• To do
Convert the entries below into a numbered list, beginning at the line that contains "I'd appreciate it if you could identify where the leafy" and running through the final line of the entries, with blank lines omitted.
----
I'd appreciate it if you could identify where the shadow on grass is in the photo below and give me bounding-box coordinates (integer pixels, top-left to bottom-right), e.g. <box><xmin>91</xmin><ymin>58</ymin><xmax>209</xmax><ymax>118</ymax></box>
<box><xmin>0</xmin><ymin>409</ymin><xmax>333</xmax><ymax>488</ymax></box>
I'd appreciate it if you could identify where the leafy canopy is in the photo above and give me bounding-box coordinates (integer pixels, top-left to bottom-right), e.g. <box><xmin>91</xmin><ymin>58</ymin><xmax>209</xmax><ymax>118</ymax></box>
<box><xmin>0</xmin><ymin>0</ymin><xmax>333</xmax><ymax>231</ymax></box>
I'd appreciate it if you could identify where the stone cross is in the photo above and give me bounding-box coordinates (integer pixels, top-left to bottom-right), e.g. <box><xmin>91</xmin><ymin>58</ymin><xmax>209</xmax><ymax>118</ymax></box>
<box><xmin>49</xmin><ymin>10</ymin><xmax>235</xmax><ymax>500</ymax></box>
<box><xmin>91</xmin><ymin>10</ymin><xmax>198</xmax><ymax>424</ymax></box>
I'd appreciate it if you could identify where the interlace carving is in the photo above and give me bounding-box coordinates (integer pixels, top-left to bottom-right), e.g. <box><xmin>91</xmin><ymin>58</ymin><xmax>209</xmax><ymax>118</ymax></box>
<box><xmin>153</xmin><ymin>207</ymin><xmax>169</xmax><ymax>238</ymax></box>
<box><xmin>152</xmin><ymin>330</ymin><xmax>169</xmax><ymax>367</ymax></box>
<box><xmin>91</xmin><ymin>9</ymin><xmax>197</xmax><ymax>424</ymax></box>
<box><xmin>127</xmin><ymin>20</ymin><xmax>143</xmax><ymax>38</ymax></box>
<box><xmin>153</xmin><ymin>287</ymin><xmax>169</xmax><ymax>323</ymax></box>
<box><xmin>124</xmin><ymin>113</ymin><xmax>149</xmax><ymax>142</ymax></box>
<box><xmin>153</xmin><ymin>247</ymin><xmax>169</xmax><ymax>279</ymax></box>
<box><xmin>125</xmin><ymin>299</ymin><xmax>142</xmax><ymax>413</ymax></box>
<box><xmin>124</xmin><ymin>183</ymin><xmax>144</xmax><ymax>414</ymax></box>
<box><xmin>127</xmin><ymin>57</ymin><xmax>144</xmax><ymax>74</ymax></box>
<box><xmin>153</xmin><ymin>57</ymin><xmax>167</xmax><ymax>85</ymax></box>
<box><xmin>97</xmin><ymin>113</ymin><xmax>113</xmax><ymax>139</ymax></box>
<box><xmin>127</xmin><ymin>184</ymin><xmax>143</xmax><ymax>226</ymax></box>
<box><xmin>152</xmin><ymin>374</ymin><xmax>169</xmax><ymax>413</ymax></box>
----
• Answer to the problem
1. I'd appreciate it if you could identify where the leafy canopy is in the photo above and give me bounding-box coordinates (integer pixels, top-left to bottom-right), e.g. <box><xmin>91</xmin><ymin>58</ymin><xmax>209</xmax><ymax>118</ymax></box>
2. <box><xmin>0</xmin><ymin>0</ymin><xmax>333</xmax><ymax>231</ymax></box>
3. I'd appreciate it if you could identify where the stone cross is in the photo above and give me bounding-box coordinates (integer pixels, top-left to bottom-right), e.g. <box><xmin>91</xmin><ymin>58</ymin><xmax>209</xmax><ymax>118</ymax></box>
4. <box><xmin>49</xmin><ymin>10</ymin><xmax>235</xmax><ymax>500</ymax></box>
5. <box><xmin>91</xmin><ymin>10</ymin><xmax>198</xmax><ymax>424</ymax></box>
6. I'd appreciate it if you could identify where the interlace carving is in the photo above and give me bounding-box coordinates (integer pixels, top-left to bottom-right), e.g. <box><xmin>91</xmin><ymin>58</ymin><xmax>209</xmax><ymax>118</ymax></box>
7. <box><xmin>153</xmin><ymin>207</ymin><xmax>169</xmax><ymax>238</ymax></box>
8. <box><xmin>152</xmin><ymin>330</ymin><xmax>169</xmax><ymax>367</ymax></box>
9. <box><xmin>91</xmin><ymin>9</ymin><xmax>197</xmax><ymax>424</ymax></box>
10. <box><xmin>127</xmin><ymin>20</ymin><xmax>143</xmax><ymax>38</ymax></box>
11. <box><xmin>153</xmin><ymin>287</ymin><xmax>169</xmax><ymax>323</ymax></box>
12. <box><xmin>124</xmin><ymin>113</ymin><xmax>149</xmax><ymax>142</ymax></box>
13. <box><xmin>153</xmin><ymin>247</ymin><xmax>169</xmax><ymax>279</ymax></box>
14. <box><xmin>125</xmin><ymin>299</ymin><xmax>142</xmax><ymax>413</ymax></box>
15. <box><xmin>124</xmin><ymin>183</ymin><xmax>144</xmax><ymax>414</ymax></box>
16. <box><xmin>127</xmin><ymin>57</ymin><xmax>144</xmax><ymax>74</ymax></box>
17. <box><xmin>153</xmin><ymin>57</ymin><xmax>167</xmax><ymax>85</ymax></box>
18. <box><xmin>97</xmin><ymin>113</ymin><xmax>113</xmax><ymax>139</ymax></box>
19. <box><xmin>127</xmin><ymin>184</ymin><xmax>143</xmax><ymax>226</ymax></box>
20. <box><xmin>152</xmin><ymin>374</ymin><xmax>169</xmax><ymax>413</ymax></box>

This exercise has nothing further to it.